■ PASSAGE GIVEN

※

They are asking for U.S. $25 billion in emergency financial assistance from the American government to bail them out of their financial difficulties. In Canada, they are asking for as much as $6.5 billion worth of loan guarantees.
Finance Minister Flaherty’s economic update offers nothing for the auto industry. Instead, he promises a $15 billion restraint program that includes: a three year suspension of the right to strike for civil servants (saving $5.1 billion), a $10 billion sale of government assets in a down (buyers) market, elimination of $27 million in election funding for political parties and a cap on “Equalization” program.
Clinton suggested that governments should encourage automakers to launch fuel-efficient cars and give consumers up to $10,000 in tax credits to buy electric cars for the first three years until prices come down. "Think of what it would do if the U.S. and Canada could beat Japan and Korea to the global electric car market at competitive prices," he said.

※

■ WORK TO COMPLETE
1. In the passage on auto industry aid, how much would suspending civil servants' right to strike save?
2. Print the auto industry passage from "They are asking for U.S." to "of loan guarantees.".

■ EXTRACTED DATA

※

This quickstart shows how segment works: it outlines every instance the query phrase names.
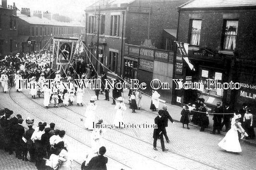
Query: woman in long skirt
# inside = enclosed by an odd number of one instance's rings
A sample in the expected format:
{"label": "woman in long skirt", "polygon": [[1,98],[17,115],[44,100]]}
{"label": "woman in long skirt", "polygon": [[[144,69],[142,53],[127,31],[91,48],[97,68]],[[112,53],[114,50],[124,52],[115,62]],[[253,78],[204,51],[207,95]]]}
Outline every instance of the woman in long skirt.
{"label": "woman in long skirt", "polygon": [[237,131],[239,131],[242,134],[245,134],[245,131],[242,128],[241,123],[239,122],[239,119],[241,117],[241,115],[234,116],[231,121],[231,128],[228,131],[222,140],[218,144],[219,147],[229,152],[242,152]]}
{"label": "woman in long skirt", "polygon": [[77,97],[76,98],[76,103],[77,106],[79,106],[79,104],[81,104],[81,106],[83,106],[83,96],[84,93],[84,89],[83,87],[81,88],[78,88],[76,94],[77,94]]}
{"label": "woman in long skirt", "polygon": [[116,112],[116,116],[114,119],[113,124],[116,127],[123,128],[123,118],[122,117],[122,114],[123,111],[126,110],[126,106],[124,103],[122,102],[123,98],[122,97],[119,97],[117,99],[117,104],[115,106],[115,109],[117,110]]}
{"label": "woman in long skirt", "polygon": [[136,103],[137,106],[139,110],[142,107],[142,103],[141,102],[141,98],[142,98],[142,95],[141,92],[137,90],[135,93],[135,96],[136,96]]}
{"label": "woman in long skirt", "polygon": [[157,111],[159,106],[159,97],[160,95],[155,90],[152,90],[151,104],[150,105],[150,110]]}
{"label": "woman in long skirt", "polygon": [[247,138],[248,139],[253,139],[255,138],[253,122],[253,115],[249,112],[250,111],[248,106],[245,107],[245,113],[244,116],[244,128],[248,135]]}
{"label": "woman in long skirt", "polygon": [[188,107],[187,107],[186,106],[183,106],[183,109],[182,110],[181,115],[182,117],[181,117],[181,122],[182,123],[182,126],[183,128],[184,127],[184,124],[187,124],[187,128],[188,129],[189,129],[190,128],[188,128],[188,124],[189,123],[189,111],[187,110]]}
{"label": "woman in long skirt", "polygon": [[85,110],[85,127],[89,130],[93,130],[94,122],[95,121],[95,110],[97,107],[97,105],[95,103],[97,99],[97,96],[93,96],[91,97],[90,103],[87,105]]}

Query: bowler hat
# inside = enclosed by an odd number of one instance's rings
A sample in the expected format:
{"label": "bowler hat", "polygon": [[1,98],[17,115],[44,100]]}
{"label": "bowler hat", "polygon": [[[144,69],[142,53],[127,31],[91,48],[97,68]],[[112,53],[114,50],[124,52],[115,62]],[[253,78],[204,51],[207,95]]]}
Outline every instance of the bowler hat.
{"label": "bowler hat", "polygon": [[98,153],[100,155],[104,155],[106,153],[106,148],[105,147],[101,147],[99,148]]}

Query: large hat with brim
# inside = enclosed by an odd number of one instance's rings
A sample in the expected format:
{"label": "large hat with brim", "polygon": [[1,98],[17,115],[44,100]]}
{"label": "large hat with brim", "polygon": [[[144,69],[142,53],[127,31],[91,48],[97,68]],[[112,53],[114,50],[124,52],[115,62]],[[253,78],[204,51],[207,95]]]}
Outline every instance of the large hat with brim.
{"label": "large hat with brim", "polygon": [[167,106],[166,104],[163,104],[163,106],[162,106],[162,108],[167,108]]}
{"label": "large hat with brim", "polygon": [[97,96],[94,96],[91,97],[90,101],[95,101],[97,99]]}
{"label": "large hat with brim", "polygon": [[38,123],[38,127],[45,127],[46,125],[47,125],[47,124],[46,123],[46,122],[44,122],[44,123],[39,122]]}
{"label": "large hat with brim", "polygon": [[30,117],[27,117],[26,119],[26,123],[27,126],[32,126],[34,125],[34,119],[31,119]]}
{"label": "large hat with brim", "polygon": [[238,115],[236,115],[234,116],[234,118],[235,119],[239,119],[240,118],[242,117],[242,116],[241,116],[241,115],[240,114],[238,114]]}
{"label": "large hat with brim", "polygon": [[7,108],[5,110],[4,113],[5,113],[5,115],[6,116],[11,116],[13,113],[13,111],[12,110],[10,110]]}
{"label": "large hat with brim", "polygon": [[119,97],[116,99],[116,100],[122,102],[123,101],[123,98],[122,98],[122,97]]}

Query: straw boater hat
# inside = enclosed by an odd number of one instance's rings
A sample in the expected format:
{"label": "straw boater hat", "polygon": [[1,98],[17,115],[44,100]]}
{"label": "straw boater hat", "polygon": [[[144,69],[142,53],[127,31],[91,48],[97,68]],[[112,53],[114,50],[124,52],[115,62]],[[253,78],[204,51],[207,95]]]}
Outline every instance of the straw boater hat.
{"label": "straw boater hat", "polygon": [[91,97],[91,99],[90,101],[95,101],[97,99],[97,96],[94,96]]}
{"label": "straw boater hat", "polygon": [[33,126],[34,125],[34,119],[31,119],[30,117],[27,117],[26,119],[26,123],[27,126]]}
{"label": "straw boater hat", "polygon": [[123,101],[123,98],[122,98],[122,97],[119,97],[116,99],[116,100],[122,102]]}
{"label": "straw boater hat", "polygon": [[166,104],[163,104],[163,106],[162,106],[162,108],[167,108],[167,106]]}

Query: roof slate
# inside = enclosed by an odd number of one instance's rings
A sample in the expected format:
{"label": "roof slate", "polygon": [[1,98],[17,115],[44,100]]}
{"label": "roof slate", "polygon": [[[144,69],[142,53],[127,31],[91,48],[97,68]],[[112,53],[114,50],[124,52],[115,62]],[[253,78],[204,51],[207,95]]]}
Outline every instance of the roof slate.
{"label": "roof slate", "polygon": [[62,22],[54,20],[50,20],[46,18],[40,18],[37,17],[32,16],[28,17],[26,15],[17,13],[17,16],[22,20],[31,24],[38,25],[50,25],[56,26],[65,26],[69,27],[82,27],[83,25],[74,22]]}
{"label": "roof slate", "polygon": [[256,6],[256,0],[194,0],[179,7],[181,9]]}

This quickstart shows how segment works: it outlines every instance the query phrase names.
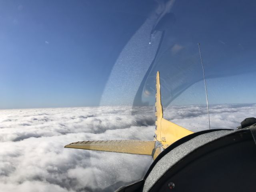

※

■ SOLVED TASKS
1. $5.1 billion.

2.
They are asking for U.S. $25 billion in emergency financial assistance from the American government to bail them out of their financial difficulties. In Canada, they are asking for as much as $6.5 billion worth of loan guarantees.